**SOURCE TEXT:**
F U. I'll complain however and whenever the **** I want to. Got it?
Unless you are a company rep. Shut up. What is it your business that I complain anyway?
Apparently it isn't the standard because bikes are still made with 135mm spacing.
I was wondering when someone would chime in with their $.02.


----------



## droptopchevy (Sep 3, 2008)

Sold a bunch of these with no complaints so far. I have heard issues (online) with the paws, but not personally.


----------



## daisycutter (Sep 18, 2005)

hadley laced to mavic 721,823,729s why try anything else?


----------



## CountryBoy (Oct 24, 2006)

rmb_mike said:


> F U. I'll complain however and whenever the **** I want to. Got it?
> Unless you are a company rep. Shut up. What is it your business that I complain anyway?
> Apparently it isn't the standard because bikes are still made with 135mm spacing.

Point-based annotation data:

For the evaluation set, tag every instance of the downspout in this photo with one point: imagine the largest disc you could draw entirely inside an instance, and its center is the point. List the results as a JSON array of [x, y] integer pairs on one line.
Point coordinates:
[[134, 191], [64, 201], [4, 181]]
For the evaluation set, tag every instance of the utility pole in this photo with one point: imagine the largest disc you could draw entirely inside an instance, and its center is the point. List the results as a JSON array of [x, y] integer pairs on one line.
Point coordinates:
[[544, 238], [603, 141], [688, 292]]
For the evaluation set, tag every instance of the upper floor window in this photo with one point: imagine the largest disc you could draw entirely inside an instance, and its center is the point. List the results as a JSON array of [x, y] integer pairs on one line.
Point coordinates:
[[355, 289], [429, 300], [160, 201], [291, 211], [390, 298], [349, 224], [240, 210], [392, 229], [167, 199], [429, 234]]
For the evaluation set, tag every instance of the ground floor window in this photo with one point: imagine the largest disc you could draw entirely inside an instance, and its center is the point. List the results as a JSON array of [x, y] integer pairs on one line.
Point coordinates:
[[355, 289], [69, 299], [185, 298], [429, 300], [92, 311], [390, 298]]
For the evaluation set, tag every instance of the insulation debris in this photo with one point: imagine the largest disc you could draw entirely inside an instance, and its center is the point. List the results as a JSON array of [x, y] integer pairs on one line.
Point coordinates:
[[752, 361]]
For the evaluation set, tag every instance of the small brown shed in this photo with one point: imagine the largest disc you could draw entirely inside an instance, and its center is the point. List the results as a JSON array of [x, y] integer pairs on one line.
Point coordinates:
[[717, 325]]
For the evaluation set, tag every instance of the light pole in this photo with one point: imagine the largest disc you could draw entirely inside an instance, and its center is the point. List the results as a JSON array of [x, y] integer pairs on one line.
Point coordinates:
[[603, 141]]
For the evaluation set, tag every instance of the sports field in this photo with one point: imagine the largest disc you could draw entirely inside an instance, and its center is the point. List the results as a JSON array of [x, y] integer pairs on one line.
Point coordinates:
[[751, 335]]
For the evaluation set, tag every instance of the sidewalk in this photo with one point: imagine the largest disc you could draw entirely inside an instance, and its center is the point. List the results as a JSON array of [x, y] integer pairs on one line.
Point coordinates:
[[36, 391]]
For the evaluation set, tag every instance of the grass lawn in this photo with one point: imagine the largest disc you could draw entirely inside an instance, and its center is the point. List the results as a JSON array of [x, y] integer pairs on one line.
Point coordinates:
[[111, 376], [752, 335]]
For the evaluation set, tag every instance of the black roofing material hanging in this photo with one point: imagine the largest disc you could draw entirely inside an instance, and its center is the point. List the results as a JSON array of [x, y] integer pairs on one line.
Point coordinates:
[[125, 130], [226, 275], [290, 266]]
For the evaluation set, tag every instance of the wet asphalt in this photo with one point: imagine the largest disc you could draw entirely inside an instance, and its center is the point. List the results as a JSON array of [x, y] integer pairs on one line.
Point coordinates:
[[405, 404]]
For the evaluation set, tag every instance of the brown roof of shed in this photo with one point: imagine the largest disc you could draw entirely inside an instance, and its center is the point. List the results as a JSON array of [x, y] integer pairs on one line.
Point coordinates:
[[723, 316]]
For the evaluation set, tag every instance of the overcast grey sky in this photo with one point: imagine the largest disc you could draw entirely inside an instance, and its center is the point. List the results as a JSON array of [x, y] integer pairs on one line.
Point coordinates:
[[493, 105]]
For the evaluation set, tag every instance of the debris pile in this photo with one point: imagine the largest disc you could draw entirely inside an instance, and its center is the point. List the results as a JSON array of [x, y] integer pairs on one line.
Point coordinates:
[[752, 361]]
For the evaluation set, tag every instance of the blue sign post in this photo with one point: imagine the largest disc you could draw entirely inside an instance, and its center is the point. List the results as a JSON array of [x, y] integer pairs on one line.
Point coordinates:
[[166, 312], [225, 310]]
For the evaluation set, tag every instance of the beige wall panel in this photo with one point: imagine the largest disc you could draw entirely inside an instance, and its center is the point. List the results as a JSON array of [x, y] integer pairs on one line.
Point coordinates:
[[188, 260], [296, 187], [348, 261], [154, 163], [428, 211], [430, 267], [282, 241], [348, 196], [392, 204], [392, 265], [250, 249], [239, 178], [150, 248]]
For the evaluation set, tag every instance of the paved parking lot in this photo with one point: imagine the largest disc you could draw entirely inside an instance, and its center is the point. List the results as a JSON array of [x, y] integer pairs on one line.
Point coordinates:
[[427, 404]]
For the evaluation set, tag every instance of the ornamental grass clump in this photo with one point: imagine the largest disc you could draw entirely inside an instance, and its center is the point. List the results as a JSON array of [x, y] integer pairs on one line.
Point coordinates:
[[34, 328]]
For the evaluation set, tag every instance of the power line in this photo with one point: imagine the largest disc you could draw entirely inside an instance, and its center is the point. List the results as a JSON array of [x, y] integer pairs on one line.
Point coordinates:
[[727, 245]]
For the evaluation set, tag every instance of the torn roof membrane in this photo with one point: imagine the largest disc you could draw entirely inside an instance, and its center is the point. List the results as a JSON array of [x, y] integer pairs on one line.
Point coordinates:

**YOUR TASK:**
Please print everything in the forum thread above from "## droptopchevy (Sep" down to "try anything else?".

**WRITTEN SOLUTION:**
## droptopchevy (Sep 3, 2008)

Sold a bunch of these with no complaints so far. I have heard issues (online) with the paws, but not personally.


----------



## daisycutter (Sep 18, 2005)

hadley laced to mavic 721,823,729s why try anything else?